____ EXTRACTED MATERIAL
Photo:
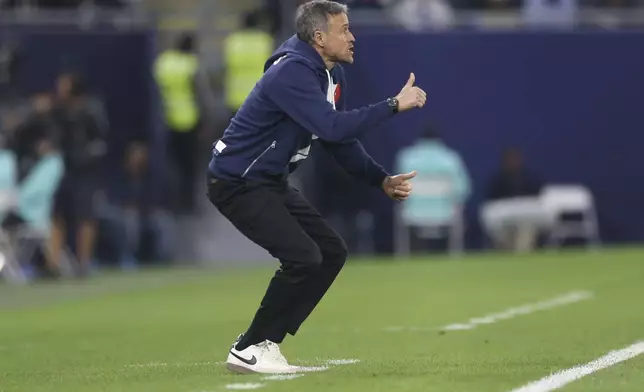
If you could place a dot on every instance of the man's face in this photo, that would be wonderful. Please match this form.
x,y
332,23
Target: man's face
x,y
338,40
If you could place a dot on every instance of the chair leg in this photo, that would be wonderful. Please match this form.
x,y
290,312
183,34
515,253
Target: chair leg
x,y
455,234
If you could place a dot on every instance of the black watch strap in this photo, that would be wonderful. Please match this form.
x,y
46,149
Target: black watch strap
x,y
393,104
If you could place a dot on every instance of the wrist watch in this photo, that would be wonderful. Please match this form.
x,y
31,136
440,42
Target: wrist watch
x,y
393,104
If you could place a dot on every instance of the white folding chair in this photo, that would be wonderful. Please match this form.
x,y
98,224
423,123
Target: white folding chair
x,y
559,200
450,225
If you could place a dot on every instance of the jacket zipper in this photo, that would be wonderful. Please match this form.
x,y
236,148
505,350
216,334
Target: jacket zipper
x,y
257,159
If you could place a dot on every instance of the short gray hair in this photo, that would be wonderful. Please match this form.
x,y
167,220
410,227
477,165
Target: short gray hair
x,y
314,16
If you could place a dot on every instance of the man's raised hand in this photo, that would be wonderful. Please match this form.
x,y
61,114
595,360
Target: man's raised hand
x,y
398,187
411,96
________
• [GOAL]: Repeat the lines of all the records above word for word, leaving out the pictures.

• [CORRECT RESULT]:
Photo:
If you could place a dot on every instance of the man's face in this photo, that would be wonderful. Please match this form.
x,y
332,23
Target: man's face
x,y
338,40
If you could place a dot on every instance of the chair leg in this photo, that would be wonderful. Please match this form.
x,y
290,312
183,34
515,253
Target: chair leg
x,y
455,234
If you could place a dot on every instance of the black watch strap in this photo, that would be wonderful. Please match this form.
x,y
46,149
Target: black watch strap
x,y
393,104
If you could place a dot on every instance of the wrist watch in this photo, that would be wonderful. Please match this form.
x,y
31,136
440,42
Target: wrist watch
x,y
393,104
If you could place a dot on every instance of the white folding chair in this photo, that would be wonderful. Please match this form.
x,y
98,224
423,123
Target: white folding chair
x,y
559,200
450,225
If you could place a dot on every instance of the jacket zipper in this photo, that would be wonderful. Please match this form.
x,y
236,148
505,350
216,334
Target: jacket zipper
x,y
257,159
If you could place a dot on every instance of the short gray hair in this photo, that would be wonderful. Please match this form.
x,y
167,220
410,227
477,165
Target: short gray hair
x,y
314,16
If you could place a dot on every instance of the man's raised hand in this photo, that would be wonderful. Please match this form.
x,y
61,114
595,360
Target: man's raised hand
x,y
398,187
411,96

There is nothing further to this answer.